OBJECTIF> Reprenez le texte sur la portée du mandat dans le litige opposant la société à la Commission, puis poursuivez-le après sa dernière phrase.

TEXTE EXTRAIT>
»»

58      Toutefois, comme en atteste en particulier l’emploi du terme « notamment », il ressort de manière explicite de la formulation dudit mandat qu’il ne concernait pas exclusivement la poursuite de la procédure tendant à l’annulation de la décision du 30 juillet 1998, par laquelle la Commission avait rejeté la plainte (affaire T‑148/98), mais visait également l’introduction notamment devant les juridictions de l’Union européenne de « toute action » tendant à assurer la défense des droits de la société concernée dans le litige l’opposant à la Commission, en ce qui concerne la suite à donner à la plainte initiale. Or, le retrait par la Commission, en 2004, de la décision susvisée du 30 juillet 1998 n’a pas mis fin à ce litige, dès lors que l’examen de la plainte initiale s’est poursuivi et a en définitive débouché, en 2007, sur le rejet de celle-ci dans la décision attaquée (voir points 25 à 28 ci-dessus).

59      Il en résulte que le présent recours contre cette dernière décision est couvert par le mandat susmentionné, dans la mesure où il se situe dans le prolongement des actions précédentes. À cet égard, la circonstance, invoquée par la Commission, que la décision attaquée soit fondée sur d’autres motifs que celle du 30 juillet 1998 et ait été adoptée après l’expiration du traité CECA est privée de pertinence, dès lors que la décision attaquée s’inscrit dans le cadre du litige opposant la société Fforch-Y-Garon Coal à la Commission en ce qui concerne la suite donnée par cette institution à la plainte initiale.

««

DONNÉES FOURNIES>
»»

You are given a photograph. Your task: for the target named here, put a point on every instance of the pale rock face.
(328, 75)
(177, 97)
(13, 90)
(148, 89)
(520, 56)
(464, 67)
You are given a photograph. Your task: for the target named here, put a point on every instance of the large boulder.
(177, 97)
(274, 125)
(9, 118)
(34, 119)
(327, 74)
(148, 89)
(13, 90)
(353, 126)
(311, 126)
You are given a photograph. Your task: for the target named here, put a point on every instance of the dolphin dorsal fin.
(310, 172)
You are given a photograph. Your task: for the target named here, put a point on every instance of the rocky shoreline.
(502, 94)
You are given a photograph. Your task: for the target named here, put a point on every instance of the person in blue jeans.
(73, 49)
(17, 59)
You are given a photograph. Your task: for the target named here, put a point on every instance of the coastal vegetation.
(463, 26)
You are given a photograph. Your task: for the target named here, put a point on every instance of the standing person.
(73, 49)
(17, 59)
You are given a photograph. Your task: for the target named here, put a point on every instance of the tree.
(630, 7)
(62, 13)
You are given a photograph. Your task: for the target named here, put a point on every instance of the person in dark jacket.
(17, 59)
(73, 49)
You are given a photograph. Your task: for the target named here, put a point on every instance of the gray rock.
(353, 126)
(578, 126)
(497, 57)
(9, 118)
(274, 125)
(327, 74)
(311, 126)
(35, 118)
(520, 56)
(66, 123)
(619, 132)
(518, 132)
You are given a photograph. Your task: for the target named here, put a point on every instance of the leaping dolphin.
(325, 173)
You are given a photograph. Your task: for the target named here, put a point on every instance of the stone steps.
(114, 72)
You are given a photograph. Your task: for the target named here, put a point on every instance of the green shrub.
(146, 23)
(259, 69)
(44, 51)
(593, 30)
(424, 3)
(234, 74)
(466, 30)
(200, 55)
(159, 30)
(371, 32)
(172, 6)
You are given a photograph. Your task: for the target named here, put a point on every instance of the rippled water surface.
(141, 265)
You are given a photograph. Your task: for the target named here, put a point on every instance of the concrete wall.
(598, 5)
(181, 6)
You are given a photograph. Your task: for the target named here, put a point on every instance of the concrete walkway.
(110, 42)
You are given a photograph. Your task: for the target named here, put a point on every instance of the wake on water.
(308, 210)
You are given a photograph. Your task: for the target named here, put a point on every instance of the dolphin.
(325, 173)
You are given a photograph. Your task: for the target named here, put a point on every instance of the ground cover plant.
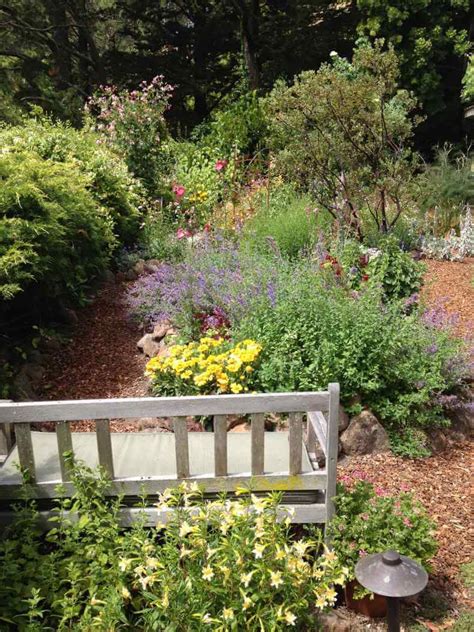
(223, 565)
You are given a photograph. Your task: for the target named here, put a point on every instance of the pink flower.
(183, 232)
(179, 190)
(221, 165)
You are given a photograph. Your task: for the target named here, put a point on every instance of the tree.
(431, 39)
(343, 134)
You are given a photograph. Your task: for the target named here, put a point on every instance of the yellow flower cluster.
(210, 365)
(199, 196)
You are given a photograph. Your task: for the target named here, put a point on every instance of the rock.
(437, 440)
(343, 419)
(148, 346)
(139, 267)
(161, 328)
(23, 388)
(151, 265)
(365, 435)
(108, 276)
(462, 418)
(130, 275)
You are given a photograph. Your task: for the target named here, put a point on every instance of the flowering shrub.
(133, 122)
(212, 288)
(208, 366)
(223, 565)
(369, 520)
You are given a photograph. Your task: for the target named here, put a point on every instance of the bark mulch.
(102, 359)
(451, 284)
(444, 484)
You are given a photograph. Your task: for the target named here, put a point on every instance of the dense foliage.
(369, 520)
(229, 564)
(342, 133)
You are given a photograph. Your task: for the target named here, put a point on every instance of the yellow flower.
(125, 593)
(207, 573)
(228, 614)
(245, 579)
(276, 579)
(185, 529)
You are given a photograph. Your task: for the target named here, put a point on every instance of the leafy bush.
(368, 520)
(133, 123)
(107, 177)
(215, 274)
(211, 366)
(343, 134)
(285, 221)
(229, 565)
(443, 191)
(318, 333)
(395, 271)
(52, 231)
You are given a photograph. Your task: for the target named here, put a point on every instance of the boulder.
(364, 435)
(139, 267)
(151, 265)
(161, 328)
(343, 419)
(148, 346)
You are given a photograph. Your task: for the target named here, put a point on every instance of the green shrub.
(368, 520)
(227, 565)
(286, 221)
(52, 231)
(107, 177)
(318, 332)
(397, 273)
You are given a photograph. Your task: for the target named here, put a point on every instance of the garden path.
(102, 360)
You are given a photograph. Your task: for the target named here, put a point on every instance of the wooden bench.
(140, 462)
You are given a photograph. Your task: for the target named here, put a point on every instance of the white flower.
(207, 573)
(276, 579)
(290, 618)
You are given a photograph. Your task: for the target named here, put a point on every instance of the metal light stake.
(393, 576)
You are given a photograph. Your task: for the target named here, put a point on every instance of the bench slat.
(258, 443)
(63, 435)
(136, 407)
(104, 446)
(25, 449)
(296, 442)
(182, 447)
(220, 445)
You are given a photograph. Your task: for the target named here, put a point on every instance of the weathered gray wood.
(6, 433)
(332, 445)
(63, 435)
(182, 447)
(134, 486)
(296, 442)
(220, 445)
(137, 407)
(25, 449)
(104, 446)
(317, 422)
(300, 514)
(258, 443)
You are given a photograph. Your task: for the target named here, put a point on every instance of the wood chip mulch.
(444, 483)
(102, 359)
(451, 284)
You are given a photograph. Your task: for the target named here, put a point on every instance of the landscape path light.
(393, 576)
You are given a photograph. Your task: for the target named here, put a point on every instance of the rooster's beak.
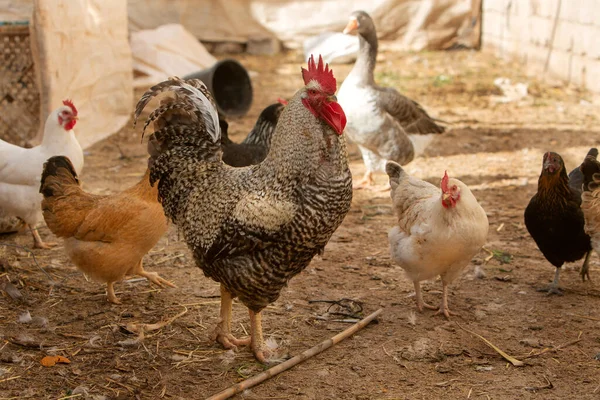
(352, 26)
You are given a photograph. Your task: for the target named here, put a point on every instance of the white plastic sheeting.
(84, 54)
(166, 51)
(413, 24)
(81, 51)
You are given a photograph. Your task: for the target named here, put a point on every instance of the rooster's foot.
(229, 341)
(265, 355)
(423, 305)
(38, 243)
(446, 311)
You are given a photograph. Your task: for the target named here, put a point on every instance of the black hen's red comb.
(70, 104)
(320, 73)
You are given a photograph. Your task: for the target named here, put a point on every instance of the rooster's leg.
(151, 276)
(110, 293)
(585, 268)
(444, 306)
(38, 243)
(222, 333)
(553, 288)
(419, 298)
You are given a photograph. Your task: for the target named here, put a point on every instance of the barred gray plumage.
(251, 228)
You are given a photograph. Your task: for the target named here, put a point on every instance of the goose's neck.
(365, 62)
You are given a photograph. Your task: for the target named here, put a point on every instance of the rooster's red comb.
(70, 104)
(320, 73)
(444, 184)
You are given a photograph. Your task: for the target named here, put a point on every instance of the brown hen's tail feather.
(590, 169)
(61, 168)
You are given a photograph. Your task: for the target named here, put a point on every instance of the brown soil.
(495, 148)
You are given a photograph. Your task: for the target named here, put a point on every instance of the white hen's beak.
(352, 26)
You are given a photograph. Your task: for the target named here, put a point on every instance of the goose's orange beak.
(352, 26)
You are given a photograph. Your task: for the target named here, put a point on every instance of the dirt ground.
(495, 148)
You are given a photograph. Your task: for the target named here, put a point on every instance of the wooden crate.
(19, 96)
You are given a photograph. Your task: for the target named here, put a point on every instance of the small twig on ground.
(353, 308)
(134, 327)
(10, 379)
(32, 255)
(71, 396)
(510, 359)
(271, 372)
(553, 350)
(586, 317)
(548, 385)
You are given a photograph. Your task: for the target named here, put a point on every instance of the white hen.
(21, 169)
(439, 230)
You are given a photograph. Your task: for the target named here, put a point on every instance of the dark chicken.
(255, 147)
(555, 221)
(252, 228)
(590, 198)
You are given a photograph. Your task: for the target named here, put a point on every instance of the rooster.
(590, 198)
(554, 218)
(20, 168)
(255, 147)
(105, 236)
(253, 228)
(439, 230)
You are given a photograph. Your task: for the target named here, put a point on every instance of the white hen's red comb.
(444, 184)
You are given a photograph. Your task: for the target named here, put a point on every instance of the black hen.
(554, 218)
(255, 147)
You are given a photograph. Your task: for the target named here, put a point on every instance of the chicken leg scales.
(585, 268)
(444, 306)
(151, 276)
(38, 243)
(419, 298)
(222, 333)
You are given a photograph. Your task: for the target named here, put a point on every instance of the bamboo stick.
(271, 372)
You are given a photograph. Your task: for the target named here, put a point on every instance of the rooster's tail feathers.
(394, 171)
(193, 97)
(593, 153)
(61, 167)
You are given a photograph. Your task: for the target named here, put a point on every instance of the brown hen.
(105, 236)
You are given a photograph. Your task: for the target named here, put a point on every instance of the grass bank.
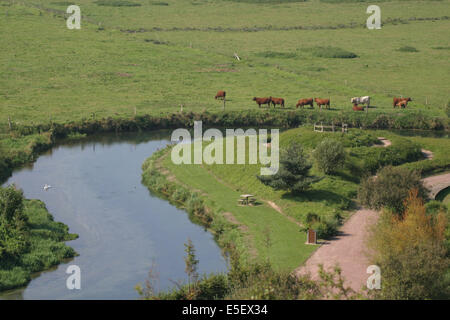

««

RÉPONSE>
60      Au surplus, il convient d’ajouter que, bien que le second mandat susmentionné, daté du 5 septembre 2007, ait été donné à M. Jeffreys quelques jours après l’introduction du présent recours, ce mandat – établi plusieurs années après le retrait de la décision du 30 juillet 1998 et le non-lieu à statuer consécutif prononcé dans l’affaire T-148/98 – confirme, par son libellé strictement identique à celui donné à Mme Llewellyn Jones, que les deux mandats susmentionnés, même s’ils se réfèrent notamment à la décision du 30 juillet 1998, peuvent uniquement être compris dans le sens qu’ils couvrent l’ensemble des actions se rapportant au litige opposant la société Fforch-Y-Garon Coal à la Commission en ce qui concerne la suite donnée à la plainte.

61      Pour l’ensemble de ces raisons, le moyen d’irrecevabilité fondé sur l’article 44, paragraphe 5, du règlement de procédure doit être rejeté. Le présent recours ne saurait dès lors être déclaré irrecevable en ce qu’il a été formé par Fforch-Y-Garon Coal.

 Sur la recevabilité de la réplique

62      La Commission soutient que la réplique est irrecevable, car elle n’a pas été rédigée par un avocat et méconnaît de ce fait les dispositions de l’article 43, paragraphe 1, du règlement de procédure.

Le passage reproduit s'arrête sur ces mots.